AUSGANGSTEXT:
========================

Montag, 30. Oktober 2017

Finish ohne Ende ...

oder Ende ohne Finish 😟


Auch wenn es die Meisten nicht verstehen. Ich habe eine Medaille und eine Urkunde und doch nicht beendet.

War es doch nicht mein Ziel einen Marathon zu finishen.
Das Ziel war ganz klar 63 km 😩

Da so viele Fragen, ob es mir gut geht, ob ich verletzt sei, aufkamen, möchte ich versuchen, mich zu erklären, ohne ins Detail zu gehen.

Es waren die ganze Woche schon die Zeilen von Fury in the Slaughterhouse, die mir durch den Kopf gingen ...

Dies ist nicht die richtige Zeit für Fragen,
und auch nicht die richtige Zeit für Tränen.
Dies ist nicht die Zeit zu schlafen, jetzt wo wir gerade kämpfen,

und dies ist nicht die Zeit zu sterben.

Stell dir vor, du bekommst eine Diagnose, die mit gar nichts darauf hindeutet, dass du Angst haben musst.

========================

ROHDATEN:
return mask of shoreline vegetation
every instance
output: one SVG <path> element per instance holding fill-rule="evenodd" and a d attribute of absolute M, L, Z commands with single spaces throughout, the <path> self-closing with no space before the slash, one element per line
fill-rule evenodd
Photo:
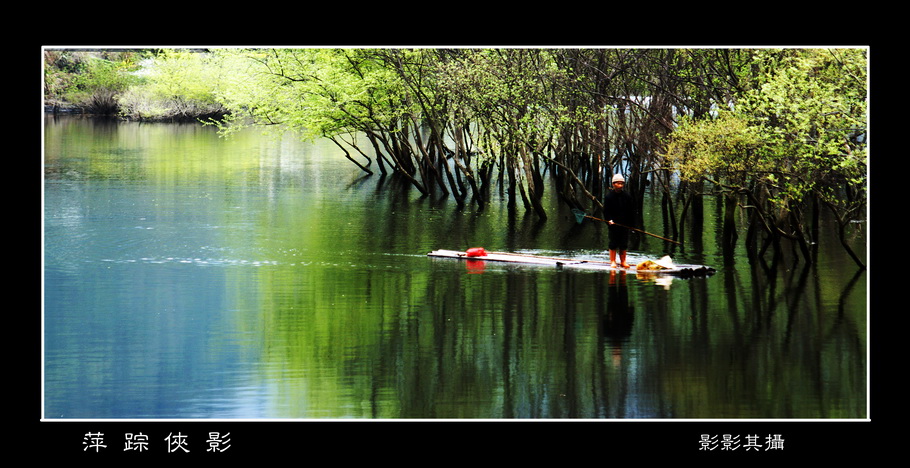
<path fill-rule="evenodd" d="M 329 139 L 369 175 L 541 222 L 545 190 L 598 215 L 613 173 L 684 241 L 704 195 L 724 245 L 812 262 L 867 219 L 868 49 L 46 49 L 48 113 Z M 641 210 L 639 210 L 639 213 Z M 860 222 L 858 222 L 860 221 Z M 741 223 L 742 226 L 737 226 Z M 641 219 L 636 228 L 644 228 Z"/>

========================

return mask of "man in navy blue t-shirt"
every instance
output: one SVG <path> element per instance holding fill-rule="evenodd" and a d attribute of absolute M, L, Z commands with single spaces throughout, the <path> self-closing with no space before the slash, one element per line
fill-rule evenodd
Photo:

========================

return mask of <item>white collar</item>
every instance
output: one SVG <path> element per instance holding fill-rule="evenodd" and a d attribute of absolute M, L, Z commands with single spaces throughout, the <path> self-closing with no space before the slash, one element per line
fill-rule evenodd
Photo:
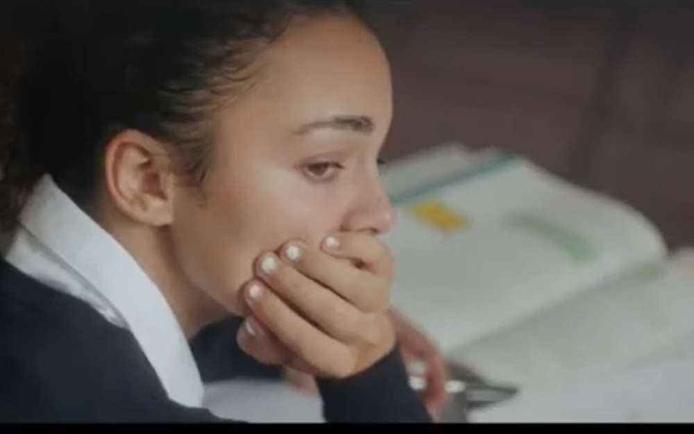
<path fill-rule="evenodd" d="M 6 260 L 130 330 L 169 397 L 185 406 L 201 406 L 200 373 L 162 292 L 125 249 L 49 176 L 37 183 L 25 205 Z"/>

========================

AUFGABEN:
1. Entnimm dem Blogeintrag über das Laufziel von 63 km wörtlich den Abschnitt, der bei „War es doch“ beginnt und bei „Zeit für Tränen.“ endet.
2. Setze den Blogeintrag über das Laufziel von 63 km nach seinem letzten Satz fort.

LÖSUNGEN:
1.
War es doch nicht mein Ziel einen Marathon zu finishen.
Das Ziel war ganz klar 63 km 😩

Da so viele Fragen, ob es mir gut geht, ob ich verletzt sei, aufkamen, möchte ich versuchen, mich zu erklären, ohne ins Detail zu gehen.

Es waren die ganze Woche schon die Zeilen von Fury in the Slaughterhouse, die mir durch den Kopf gingen ...

Dies ist nicht die richtige Zeit für Fragen,
und auch nicht die richtige Zeit für Tränen.

2.
Du wirst alt werden können, du bist in keiner Risikogruppe. Kein Übergewicht, kein Herzinfarktrisikopatient, Nichtraucher, keinen Alkohol, Sportler.
Und doch bleibt ein unkalkulierbares Risiko ...
Einer von 100.000 bei denen dies diagnostiziert wird ...
Keine Ursache bekannt ...
Kein Medikament auf dem Markt ...
Du musst damit leben und kannst nur eins tun: watch and wait!
Nicht mehr und nicht weniger.

Um vielleicht ein bisschen mehr zu erfahren, neue Chancen zu bekommen, fuhr ich am Sonnabend zu einem Info-Tag und hätte es sein lassen sollen.
Denn das Kopfkino ist ein unkalkulierbares Ding ...
Nachts vom Seminar geträumt ...
Morgens als erstes daran gedacht ...
Nach 35 km ...

Es lief so gut los.

Sonntag Morgens in Remscheid 😊

Das Unwetter hat den bergischen Kreis einigermaßen verschont. Bisschen Regen. Kühler geworden.

Parkplatz direkt vor der Sporthalle bekommen.
Startnummer bereits am Vortag abgeholt.
Stressfreier geht´s gar nicht mehr 😃

Als ersten Jens gesprochen, Ron ebenso. Zuletzt sahen wir uns in Wernigerode.



Corinna und Alex getroffen.


Alex hatte mich vor genau einem Jahr in Bad Salzuflen auf der FMB besucht. Vielleicht klappt es dieses Jahr auch wieder?!

Mit Michael und Andreas schon vor langer Zeit, als Ultra-Novizen so zu sagen, durch den Kellerwald gerannt.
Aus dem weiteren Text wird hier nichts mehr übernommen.